TASK TO CARRY OUT
Can you reproduce the material starting at the line that contains "Mark one point on every instance of the leafy" and ending at the end of the material, swapping "shrub" for "bush" and leaving everything else unchanged? Give back only those lines.

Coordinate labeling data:
+ + + + +
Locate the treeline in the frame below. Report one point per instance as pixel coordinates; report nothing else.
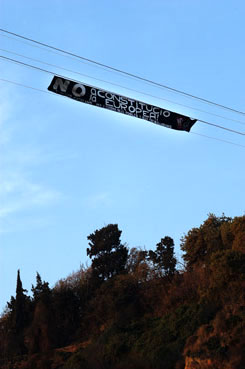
(134, 308)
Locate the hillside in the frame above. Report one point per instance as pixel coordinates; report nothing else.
(137, 309)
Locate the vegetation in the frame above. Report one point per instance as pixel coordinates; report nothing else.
(134, 309)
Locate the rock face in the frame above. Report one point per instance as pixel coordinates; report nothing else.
(195, 363)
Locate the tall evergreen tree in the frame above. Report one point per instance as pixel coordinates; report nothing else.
(163, 257)
(41, 290)
(108, 254)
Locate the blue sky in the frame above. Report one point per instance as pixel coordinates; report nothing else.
(67, 168)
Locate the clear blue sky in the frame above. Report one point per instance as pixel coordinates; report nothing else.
(67, 168)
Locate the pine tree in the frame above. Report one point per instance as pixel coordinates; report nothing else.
(108, 255)
(163, 258)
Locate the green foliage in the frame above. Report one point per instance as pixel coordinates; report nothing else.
(41, 290)
(163, 258)
(124, 316)
(108, 255)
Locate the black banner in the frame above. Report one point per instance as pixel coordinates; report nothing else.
(121, 104)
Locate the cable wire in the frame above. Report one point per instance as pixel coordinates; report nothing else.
(118, 85)
(57, 95)
(52, 73)
(217, 139)
(124, 72)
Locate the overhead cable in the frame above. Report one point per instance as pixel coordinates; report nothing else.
(124, 72)
(47, 92)
(53, 73)
(118, 85)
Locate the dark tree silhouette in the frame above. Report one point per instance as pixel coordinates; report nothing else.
(163, 257)
(41, 290)
(108, 255)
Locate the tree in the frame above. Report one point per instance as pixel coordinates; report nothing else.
(108, 255)
(42, 290)
(200, 243)
(19, 315)
(163, 258)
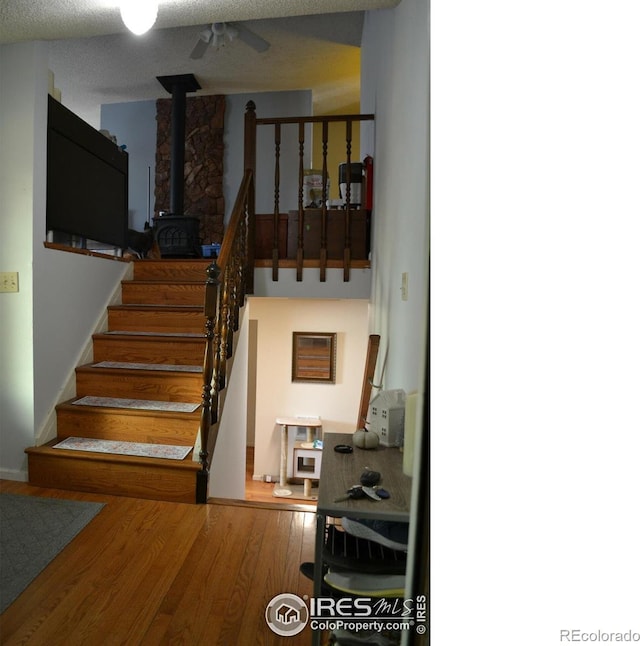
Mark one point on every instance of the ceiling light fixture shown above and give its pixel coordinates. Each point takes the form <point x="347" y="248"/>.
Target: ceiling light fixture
<point x="139" y="15"/>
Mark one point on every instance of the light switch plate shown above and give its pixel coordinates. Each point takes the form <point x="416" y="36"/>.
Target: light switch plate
<point x="8" y="281"/>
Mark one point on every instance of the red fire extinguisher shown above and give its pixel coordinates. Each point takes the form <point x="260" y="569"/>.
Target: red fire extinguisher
<point x="368" y="182"/>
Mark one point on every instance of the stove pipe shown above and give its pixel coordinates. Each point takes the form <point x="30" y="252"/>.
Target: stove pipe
<point x="178" y="86"/>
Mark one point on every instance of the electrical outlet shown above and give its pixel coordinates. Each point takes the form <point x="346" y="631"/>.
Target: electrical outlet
<point x="8" y="281"/>
<point x="404" y="289"/>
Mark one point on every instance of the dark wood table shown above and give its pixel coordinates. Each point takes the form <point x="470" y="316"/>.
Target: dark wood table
<point x="339" y="472"/>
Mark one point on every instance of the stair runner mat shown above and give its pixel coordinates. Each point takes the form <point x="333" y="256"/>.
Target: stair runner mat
<point x="139" y="449"/>
<point x="195" y="335"/>
<point x="147" y="366"/>
<point x="138" y="404"/>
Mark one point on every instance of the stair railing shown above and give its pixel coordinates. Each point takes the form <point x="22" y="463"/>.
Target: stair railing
<point x="250" y="134"/>
<point x="225" y="289"/>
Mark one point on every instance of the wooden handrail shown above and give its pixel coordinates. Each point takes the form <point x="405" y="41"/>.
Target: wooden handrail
<point x="225" y="290"/>
<point x="251" y="124"/>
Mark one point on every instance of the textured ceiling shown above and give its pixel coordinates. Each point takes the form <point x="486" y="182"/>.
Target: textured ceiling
<point x="314" y="45"/>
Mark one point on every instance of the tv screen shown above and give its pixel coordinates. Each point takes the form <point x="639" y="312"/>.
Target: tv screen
<point x="87" y="180"/>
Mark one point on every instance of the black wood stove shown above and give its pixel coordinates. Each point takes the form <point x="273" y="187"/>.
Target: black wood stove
<point x="178" y="235"/>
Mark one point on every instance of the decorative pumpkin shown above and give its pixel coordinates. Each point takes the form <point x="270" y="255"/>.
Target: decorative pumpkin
<point x="365" y="439"/>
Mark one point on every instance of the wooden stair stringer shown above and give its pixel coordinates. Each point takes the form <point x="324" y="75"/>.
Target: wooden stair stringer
<point x="174" y="339"/>
<point x="119" y="475"/>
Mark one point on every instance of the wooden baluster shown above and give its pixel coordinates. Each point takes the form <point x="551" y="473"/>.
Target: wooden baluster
<point x="211" y="292"/>
<point x="347" y="213"/>
<point x="325" y="197"/>
<point x="224" y="328"/>
<point x="300" y="250"/>
<point x="215" y="380"/>
<point x="250" y="131"/>
<point x="276" y="207"/>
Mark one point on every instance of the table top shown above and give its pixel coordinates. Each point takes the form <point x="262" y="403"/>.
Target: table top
<point x="340" y="471"/>
<point x="308" y="422"/>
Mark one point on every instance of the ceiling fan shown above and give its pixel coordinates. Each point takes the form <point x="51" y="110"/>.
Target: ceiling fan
<point x="219" y="33"/>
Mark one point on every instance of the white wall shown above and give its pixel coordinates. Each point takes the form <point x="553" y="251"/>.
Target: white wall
<point x="62" y="296"/>
<point x="395" y="66"/>
<point x="21" y="81"/>
<point x="134" y="125"/>
<point x="336" y="404"/>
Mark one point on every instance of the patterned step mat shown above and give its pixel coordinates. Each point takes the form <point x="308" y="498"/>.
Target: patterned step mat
<point x="139" y="449"/>
<point x="195" y="335"/>
<point x="147" y="366"/>
<point x="137" y="404"/>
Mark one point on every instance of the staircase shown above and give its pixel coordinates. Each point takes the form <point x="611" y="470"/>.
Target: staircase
<point x="144" y="385"/>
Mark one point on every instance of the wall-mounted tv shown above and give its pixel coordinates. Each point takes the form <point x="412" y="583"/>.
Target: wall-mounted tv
<point x="87" y="180"/>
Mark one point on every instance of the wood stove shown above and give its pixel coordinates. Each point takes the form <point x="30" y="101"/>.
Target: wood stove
<point x="178" y="235"/>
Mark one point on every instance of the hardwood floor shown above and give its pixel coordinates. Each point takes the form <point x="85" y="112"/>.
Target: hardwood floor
<point x="155" y="573"/>
<point x="257" y="491"/>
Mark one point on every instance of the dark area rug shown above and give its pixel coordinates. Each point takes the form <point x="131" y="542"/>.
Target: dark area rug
<point x="33" y="531"/>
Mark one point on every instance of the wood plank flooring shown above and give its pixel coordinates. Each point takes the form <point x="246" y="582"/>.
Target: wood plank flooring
<point x="150" y="572"/>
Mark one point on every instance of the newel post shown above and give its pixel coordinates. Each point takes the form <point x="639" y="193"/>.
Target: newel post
<point x="210" y="306"/>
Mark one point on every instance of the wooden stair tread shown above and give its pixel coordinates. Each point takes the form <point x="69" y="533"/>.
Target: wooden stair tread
<point x="142" y="412"/>
<point x="124" y="367"/>
<point x="117" y="403"/>
<point x="150" y="307"/>
<point x="47" y="450"/>
<point x="164" y="281"/>
<point x="191" y="335"/>
<point x="143" y="385"/>
<point x="140" y="335"/>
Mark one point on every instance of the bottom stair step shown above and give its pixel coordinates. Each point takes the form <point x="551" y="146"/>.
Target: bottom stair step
<point x="119" y="475"/>
<point x="127" y="424"/>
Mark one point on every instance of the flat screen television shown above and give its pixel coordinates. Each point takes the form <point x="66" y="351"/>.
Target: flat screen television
<point x="87" y="180"/>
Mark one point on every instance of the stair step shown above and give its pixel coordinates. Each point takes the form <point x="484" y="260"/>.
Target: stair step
<point x="155" y="292"/>
<point x="171" y="269"/>
<point x="120" y="475"/>
<point x="136" y="404"/>
<point x="157" y="318"/>
<point x="149" y="347"/>
<point x="162" y="382"/>
<point x="136" y="425"/>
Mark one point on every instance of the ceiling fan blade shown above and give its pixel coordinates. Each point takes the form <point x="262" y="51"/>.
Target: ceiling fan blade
<point x="250" y="38"/>
<point x="202" y="44"/>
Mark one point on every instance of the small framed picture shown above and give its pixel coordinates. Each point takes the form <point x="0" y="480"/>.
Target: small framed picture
<point x="314" y="357"/>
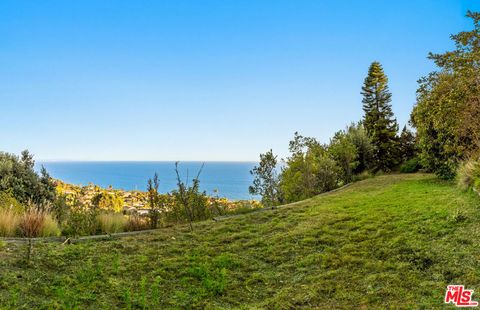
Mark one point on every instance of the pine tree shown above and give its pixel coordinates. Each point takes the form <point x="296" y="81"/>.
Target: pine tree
<point x="379" y="122"/>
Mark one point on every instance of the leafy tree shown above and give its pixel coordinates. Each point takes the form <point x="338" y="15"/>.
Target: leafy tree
<point x="344" y="152"/>
<point x="108" y="201"/>
<point x="17" y="176"/>
<point x="309" y="170"/>
<point x="379" y="122"/>
<point x="193" y="202"/>
<point x="154" y="201"/>
<point x="447" y="112"/>
<point x="265" y="182"/>
<point x="407" y="145"/>
<point x="357" y="134"/>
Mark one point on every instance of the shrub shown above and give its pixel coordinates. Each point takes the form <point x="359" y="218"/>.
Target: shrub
<point x="9" y="221"/>
<point x="136" y="222"/>
<point x="7" y="201"/>
<point x="111" y="222"/>
<point x="362" y="176"/>
<point x="50" y="227"/>
<point x="81" y="221"/>
<point x="468" y="175"/>
<point x="410" y="166"/>
<point x="32" y="223"/>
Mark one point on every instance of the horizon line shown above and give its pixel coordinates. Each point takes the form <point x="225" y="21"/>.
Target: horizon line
<point x="142" y="161"/>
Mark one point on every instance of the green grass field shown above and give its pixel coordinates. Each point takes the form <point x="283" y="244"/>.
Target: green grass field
<point x="391" y="241"/>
+ + + + +
FINAL RESULT
Mark one point on every instance of the leafy tree shown above and give its pixel coordinates. Each point takes the form <point x="338" y="15"/>.
Target: leafy tree
<point x="344" y="152"/>
<point x="108" y="201"/>
<point x="17" y="176"/>
<point x="309" y="170"/>
<point x="379" y="122"/>
<point x="193" y="202"/>
<point x="154" y="201"/>
<point x="447" y="112"/>
<point x="265" y="182"/>
<point x="407" y="145"/>
<point x="357" y="134"/>
Mark one point on every instance of the bush shown above and give its pixel coordinates. Each point takes the form <point x="359" y="218"/>.
Target: bush
<point x="9" y="221"/>
<point x="136" y="222"/>
<point x="7" y="201"/>
<point x="111" y="222"/>
<point x="362" y="176"/>
<point x="50" y="227"/>
<point x="81" y="221"/>
<point x="468" y="175"/>
<point x="410" y="166"/>
<point x="32" y="223"/>
Mark one point on every instance of the horizon line shown above and give its pixel coordinates. Each point takes the form <point x="225" y="21"/>.
Target: horizon line
<point x="142" y="161"/>
Mark one point on every instance of the green grass field shown above and give its pixel coordinates. Each point takes the form <point x="283" y="244"/>.
Target: green grass field
<point x="391" y="241"/>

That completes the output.